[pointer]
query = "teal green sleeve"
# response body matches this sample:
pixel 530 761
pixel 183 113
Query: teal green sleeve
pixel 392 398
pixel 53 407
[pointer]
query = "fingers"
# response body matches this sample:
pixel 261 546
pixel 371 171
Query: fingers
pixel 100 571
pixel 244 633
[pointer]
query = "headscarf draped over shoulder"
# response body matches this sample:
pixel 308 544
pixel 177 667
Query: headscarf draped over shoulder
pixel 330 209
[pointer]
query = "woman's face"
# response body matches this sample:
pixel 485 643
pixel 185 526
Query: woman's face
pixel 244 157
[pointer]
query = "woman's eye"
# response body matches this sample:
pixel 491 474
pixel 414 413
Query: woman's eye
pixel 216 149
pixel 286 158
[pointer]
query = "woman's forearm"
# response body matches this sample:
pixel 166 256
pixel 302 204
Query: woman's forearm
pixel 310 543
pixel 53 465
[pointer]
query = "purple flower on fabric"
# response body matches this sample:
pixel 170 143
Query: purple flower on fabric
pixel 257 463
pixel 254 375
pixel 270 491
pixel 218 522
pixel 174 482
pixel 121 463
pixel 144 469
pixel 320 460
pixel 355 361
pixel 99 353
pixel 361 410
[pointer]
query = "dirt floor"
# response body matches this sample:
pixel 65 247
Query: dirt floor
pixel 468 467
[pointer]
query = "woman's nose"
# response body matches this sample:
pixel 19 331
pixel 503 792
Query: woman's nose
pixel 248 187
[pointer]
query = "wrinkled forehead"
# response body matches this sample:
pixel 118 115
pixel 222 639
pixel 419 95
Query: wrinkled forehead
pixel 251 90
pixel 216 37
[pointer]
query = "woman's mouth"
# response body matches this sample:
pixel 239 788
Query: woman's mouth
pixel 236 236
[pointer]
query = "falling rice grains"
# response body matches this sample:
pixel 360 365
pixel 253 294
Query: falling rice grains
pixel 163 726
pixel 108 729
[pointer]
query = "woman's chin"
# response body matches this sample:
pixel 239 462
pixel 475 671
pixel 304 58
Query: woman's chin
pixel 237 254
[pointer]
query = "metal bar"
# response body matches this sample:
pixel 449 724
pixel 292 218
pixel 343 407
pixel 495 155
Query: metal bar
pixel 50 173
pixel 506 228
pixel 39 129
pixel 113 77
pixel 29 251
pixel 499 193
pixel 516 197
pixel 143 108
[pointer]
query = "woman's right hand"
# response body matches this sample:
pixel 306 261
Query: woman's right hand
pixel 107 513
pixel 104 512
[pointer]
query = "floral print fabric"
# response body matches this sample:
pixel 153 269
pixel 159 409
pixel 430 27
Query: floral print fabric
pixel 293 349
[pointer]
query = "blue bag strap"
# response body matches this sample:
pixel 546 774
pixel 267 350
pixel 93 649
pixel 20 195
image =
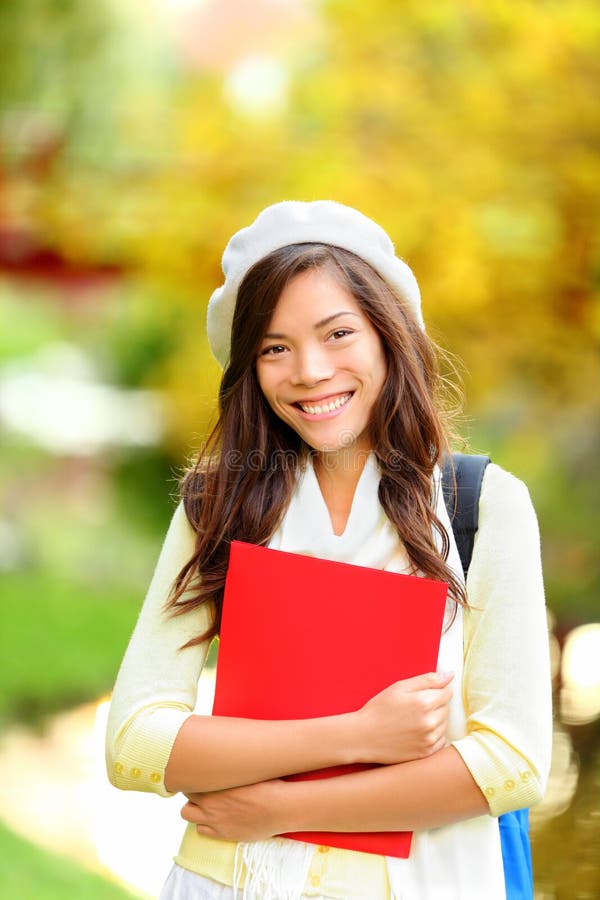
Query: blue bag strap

###

§ **ASSIGNMENT**
All lines with the word "strap" must be located in the data and copied.

§ **RESPONSE TO THIS TASK**
query = "blue bag strap"
Query: blue bag strap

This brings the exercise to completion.